The tasks:
1. Name every field of study that the systems thinking article says was applied to the imagined little nation.
2. In the systems thinking article, copy everything from "When I was a" down to "my own hands.".
3. Please proceed with the systems thinking article from the point where it stops.

Introduction to Systems Thinking Part 1

When I was a kid, I used to dream about being a president.

Not the president, but a president of an irrelevant micronation.

All the way up to my adulthood, I used to imagine a brand-new country with no history and think about how I would run it, who would be there, and what kind of society I wanted to cultivate. 

Then I would apply all the new things I learn about philosophy, politics, education, and policy in the following years, to my little nation. It was my imaginary playground and helped me understand how the world works.

Perhaps a bit crazy for a child.

Nowadays, I stand here, having given up wanting to be a president.

Nowadays, I am more interested in taking matters into my own hands. 

My friends call it: “that social stuff”. 

Are they right? 

Is the “social stuff” a naive way of hoping for some positive change in the world? 

Do systems even change?

How? 

How can you think in systems? What does that even mean? 

What is systems thinking?

This is what this article is about.

Let’s talk about it. 

Right off the bat, I have some good news.

Change is one of the few things in the universe that stayed constant since the beginning of time.

Things change every second of every day. 

Another good news. Also, a spoiler alert.

Dataset extract:
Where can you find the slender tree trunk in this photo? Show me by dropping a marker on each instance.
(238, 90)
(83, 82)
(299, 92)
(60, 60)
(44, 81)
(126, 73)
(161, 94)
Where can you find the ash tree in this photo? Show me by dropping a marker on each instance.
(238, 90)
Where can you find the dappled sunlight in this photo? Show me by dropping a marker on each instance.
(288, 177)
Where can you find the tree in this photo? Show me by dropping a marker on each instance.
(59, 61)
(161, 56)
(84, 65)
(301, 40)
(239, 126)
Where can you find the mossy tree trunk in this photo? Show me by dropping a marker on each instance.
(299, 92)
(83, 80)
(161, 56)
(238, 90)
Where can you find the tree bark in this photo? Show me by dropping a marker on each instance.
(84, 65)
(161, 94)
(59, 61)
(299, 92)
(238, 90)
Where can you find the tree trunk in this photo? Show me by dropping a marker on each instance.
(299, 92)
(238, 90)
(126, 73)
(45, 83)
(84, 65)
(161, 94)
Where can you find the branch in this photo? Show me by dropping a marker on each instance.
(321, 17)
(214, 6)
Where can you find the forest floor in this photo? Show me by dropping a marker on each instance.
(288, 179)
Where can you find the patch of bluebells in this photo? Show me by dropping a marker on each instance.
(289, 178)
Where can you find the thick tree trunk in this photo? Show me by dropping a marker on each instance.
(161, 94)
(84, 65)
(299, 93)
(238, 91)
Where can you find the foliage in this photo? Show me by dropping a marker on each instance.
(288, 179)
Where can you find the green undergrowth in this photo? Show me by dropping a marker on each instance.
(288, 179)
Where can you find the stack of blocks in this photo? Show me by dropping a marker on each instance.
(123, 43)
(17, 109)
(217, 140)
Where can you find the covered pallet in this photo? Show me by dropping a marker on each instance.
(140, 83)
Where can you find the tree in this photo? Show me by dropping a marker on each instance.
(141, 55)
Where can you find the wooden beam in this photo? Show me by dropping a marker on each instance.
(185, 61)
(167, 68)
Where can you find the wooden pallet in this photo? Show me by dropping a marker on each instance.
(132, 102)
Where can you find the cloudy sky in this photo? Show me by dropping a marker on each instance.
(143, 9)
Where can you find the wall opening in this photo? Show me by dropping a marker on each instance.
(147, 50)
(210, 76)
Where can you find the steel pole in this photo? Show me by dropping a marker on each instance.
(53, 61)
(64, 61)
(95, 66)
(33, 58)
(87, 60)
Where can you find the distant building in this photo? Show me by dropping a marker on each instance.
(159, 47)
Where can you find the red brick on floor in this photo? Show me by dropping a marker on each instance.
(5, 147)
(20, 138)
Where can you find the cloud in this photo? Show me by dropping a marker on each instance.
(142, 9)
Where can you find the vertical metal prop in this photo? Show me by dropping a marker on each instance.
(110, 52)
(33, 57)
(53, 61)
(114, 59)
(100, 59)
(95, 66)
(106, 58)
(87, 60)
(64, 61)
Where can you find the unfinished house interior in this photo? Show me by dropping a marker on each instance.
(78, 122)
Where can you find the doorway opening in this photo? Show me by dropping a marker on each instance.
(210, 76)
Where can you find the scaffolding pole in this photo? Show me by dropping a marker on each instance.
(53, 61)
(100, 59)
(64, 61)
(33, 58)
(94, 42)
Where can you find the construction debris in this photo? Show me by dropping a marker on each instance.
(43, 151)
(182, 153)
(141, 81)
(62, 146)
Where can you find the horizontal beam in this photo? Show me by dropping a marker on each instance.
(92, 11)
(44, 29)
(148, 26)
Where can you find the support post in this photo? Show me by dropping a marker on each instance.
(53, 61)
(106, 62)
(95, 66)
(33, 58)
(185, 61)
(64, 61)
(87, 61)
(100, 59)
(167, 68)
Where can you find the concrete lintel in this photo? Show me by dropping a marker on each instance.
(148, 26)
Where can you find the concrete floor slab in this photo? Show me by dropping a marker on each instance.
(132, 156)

Task-by-task answers:
1. philosophy, politics, education, policy

2.
When I was a kid, I used to dream about being a president.

Not the president, but a president of an irrelevant micronation.

All the way up to my adulthood, I used to imagine a brand-new country with no history and think about how I would run it, who would be there, and what kind of society I wanted to cultivate. 

Then I would apply all the new things I learn about philosophy, politics, education, and policy in the following years, to my little nation. It was my imaginary playground and helped me understand how the world works.

Perhaps a bit crazy for a child.

Nowadays, I stand here, having given up wanting to be a president.

Nowadays, I am more interested in taking matters into my own hands.

3.
Systems also change all the time. 

So yes, it is possible. 

So, how do we save the environment? 

Well, that’s a bit more complex. (You will understand that pun later on if you don’t get it now.)

Let’s start.

This article is for all NGOs, public institutions, current or aspiring social innovators, social entrepreneurs, activists, and all people who are passionate about having a positive impact in the world. For the “naive” and courageous ones that dare to think that there is a better way. The article will not go into depth about systems science and practice. It will also not include lots of technical terminologies. It is written for beginners in systems thinking.

What do we mean by “systems”?

Of course. We have to start here. 

Going to keep this one short.

What are systems? 

Are we talking about education systems?

Are we talking about overfishing? 

Are we talking about switching from capitalism to eco-marxism?

Well, let’s start slow.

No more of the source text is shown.